■ **WORK ORDER**:
Once you find the line that contains "of the black", write out that line and every line after it to the end of the records, exactly and with nothing else.

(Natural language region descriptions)
_____

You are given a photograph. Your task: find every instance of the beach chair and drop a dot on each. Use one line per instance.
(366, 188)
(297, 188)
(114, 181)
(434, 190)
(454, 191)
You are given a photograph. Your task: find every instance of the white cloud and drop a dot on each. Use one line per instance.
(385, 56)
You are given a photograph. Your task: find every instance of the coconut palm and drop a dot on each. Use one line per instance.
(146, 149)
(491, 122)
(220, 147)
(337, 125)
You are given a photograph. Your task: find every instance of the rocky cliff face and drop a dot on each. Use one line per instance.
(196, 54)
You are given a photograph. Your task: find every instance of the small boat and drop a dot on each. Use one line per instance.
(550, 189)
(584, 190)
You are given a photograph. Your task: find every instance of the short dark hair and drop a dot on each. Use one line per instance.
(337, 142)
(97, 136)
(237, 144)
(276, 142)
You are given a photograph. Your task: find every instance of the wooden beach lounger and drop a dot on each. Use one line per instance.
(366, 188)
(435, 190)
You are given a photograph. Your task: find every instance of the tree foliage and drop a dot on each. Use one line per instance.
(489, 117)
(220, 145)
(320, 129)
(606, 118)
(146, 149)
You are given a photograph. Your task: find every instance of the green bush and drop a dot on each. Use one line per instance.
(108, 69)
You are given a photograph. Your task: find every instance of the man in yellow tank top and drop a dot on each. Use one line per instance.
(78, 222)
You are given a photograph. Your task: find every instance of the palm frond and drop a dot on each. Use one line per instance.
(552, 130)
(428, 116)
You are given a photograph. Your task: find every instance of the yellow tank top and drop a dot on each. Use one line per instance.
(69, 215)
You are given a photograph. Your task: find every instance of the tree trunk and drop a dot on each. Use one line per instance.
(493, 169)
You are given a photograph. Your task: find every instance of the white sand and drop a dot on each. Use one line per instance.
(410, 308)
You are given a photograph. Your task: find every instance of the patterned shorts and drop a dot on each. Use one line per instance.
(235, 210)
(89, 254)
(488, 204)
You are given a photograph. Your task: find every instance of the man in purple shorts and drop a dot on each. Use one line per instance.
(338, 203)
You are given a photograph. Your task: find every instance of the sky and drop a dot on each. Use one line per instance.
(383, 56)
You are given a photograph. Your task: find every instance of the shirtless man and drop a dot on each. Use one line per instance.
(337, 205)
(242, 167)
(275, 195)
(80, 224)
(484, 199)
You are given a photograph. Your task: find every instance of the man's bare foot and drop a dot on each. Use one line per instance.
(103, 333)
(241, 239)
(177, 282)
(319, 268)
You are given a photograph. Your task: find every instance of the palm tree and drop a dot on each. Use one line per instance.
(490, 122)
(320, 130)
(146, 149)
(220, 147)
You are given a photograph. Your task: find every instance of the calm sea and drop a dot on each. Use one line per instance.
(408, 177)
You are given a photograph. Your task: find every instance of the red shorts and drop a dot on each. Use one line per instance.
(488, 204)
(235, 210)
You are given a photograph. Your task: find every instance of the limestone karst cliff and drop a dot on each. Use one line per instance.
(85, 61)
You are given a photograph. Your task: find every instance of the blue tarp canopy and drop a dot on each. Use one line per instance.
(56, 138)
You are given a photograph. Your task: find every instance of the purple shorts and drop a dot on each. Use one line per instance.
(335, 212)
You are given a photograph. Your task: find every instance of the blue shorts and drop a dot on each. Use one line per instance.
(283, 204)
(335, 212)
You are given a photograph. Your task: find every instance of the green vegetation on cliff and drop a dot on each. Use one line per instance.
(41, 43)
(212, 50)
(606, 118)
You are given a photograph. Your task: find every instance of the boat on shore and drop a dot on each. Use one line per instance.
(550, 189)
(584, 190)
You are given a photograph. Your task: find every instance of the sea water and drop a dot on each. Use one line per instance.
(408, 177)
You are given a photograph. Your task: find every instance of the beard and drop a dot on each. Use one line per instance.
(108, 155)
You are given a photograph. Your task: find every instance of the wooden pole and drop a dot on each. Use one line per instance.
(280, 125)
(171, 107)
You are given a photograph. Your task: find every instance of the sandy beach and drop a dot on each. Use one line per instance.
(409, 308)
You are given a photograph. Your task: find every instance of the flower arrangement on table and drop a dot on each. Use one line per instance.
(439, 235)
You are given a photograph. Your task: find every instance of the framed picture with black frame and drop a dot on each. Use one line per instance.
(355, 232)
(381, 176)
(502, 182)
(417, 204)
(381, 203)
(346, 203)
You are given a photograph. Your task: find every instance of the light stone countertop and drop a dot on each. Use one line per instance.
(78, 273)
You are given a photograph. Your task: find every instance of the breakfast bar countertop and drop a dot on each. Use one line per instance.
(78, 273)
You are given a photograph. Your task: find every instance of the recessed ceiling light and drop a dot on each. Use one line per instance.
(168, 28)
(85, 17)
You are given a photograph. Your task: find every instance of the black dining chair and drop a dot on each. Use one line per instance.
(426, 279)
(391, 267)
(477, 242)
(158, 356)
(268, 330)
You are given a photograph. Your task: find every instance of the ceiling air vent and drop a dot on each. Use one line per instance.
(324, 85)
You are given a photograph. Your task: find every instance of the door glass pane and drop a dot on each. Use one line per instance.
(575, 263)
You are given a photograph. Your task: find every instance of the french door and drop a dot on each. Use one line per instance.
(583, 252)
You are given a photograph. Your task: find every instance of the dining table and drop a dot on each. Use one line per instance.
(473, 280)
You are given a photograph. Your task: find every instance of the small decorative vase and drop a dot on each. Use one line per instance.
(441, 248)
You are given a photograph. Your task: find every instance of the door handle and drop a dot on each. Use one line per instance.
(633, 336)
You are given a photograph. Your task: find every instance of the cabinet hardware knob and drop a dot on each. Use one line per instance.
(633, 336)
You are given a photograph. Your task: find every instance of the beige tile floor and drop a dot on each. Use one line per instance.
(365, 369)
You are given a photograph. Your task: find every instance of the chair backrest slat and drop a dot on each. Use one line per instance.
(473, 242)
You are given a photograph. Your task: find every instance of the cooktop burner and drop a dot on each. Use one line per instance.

_____

■ **ANSWER AREA**:
You are given a photograph. Your task: find every instance of the black dining chair and drop a dot on each. Use one line per instance.
(426, 279)
(391, 267)
(477, 242)
(158, 356)
(268, 330)
You are given a photograph. Your task: find every instance of the ceiling air vent and drop a dot on each. Use one line per instance.
(324, 85)
You are given a photograph. Your task: find every instance of the door glass pane and drop a dot on each. Use one line per instance.
(575, 263)
You are given a photograph. Your task: find every instance of the french door and drop a dot on each. Use one line per instance.
(583, 252)
You are given a photograph. Your task: find every instance of the dining table and drop a dot on each. Use one line per instance.
(473, 280)
You are given a photograph. Your task: find every instance of the small decorative vase and drop a dot on each. Use one line per instance.
(441, 248)
You are given a photograph. Your task: find every instance of the door handle and drop a dot on each. Use one line per instance.
(633, 336)
You are given a photograph. Your task: find every instance of the cabinet hardware knob and drop a dot on each. Use one line per instance.
(633, 336)
You are given a photograph. Your task: find every instance of the beige tile floor and drop a dot on each. Use one line per instance.
(365, 369)
You are given a photograph. Your task: find every instance of the chair backrest slat and drop a dot on each. Use one line per instance.
(473, 242)
You are given a photograph. Your task: find every instance of the cooktop burner and drop a dot on each. Use one line per instance.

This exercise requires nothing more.